Which lines of the material below contain the string "pair"? List each of them in full. Treat uppercase and lowercase letters as distinct.

ROWS -

——

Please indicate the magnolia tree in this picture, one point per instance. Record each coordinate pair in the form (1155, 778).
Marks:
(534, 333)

——

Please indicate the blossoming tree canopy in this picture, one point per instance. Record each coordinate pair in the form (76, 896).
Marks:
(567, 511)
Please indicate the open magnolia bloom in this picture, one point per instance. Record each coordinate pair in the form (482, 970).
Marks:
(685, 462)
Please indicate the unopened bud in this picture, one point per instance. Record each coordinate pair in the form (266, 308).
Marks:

——

EXERCISE OUTPUT -
Please indicate the magnolia tree in this picture, one point per instance. Record each coordinate pair in the form (1155, 778).
Please indicate the blossoming tree canopy in this picture, one point per instance. Record each coordinate pair in the form (76, 896).
Please indicate the open magnolia bloom in this picture, one point per instance. Record each coordinate pair in the form (482, 970).
Please indicate the unopened bud in this picture, one point per instance. Record each coordinate pair in the form (266, 308).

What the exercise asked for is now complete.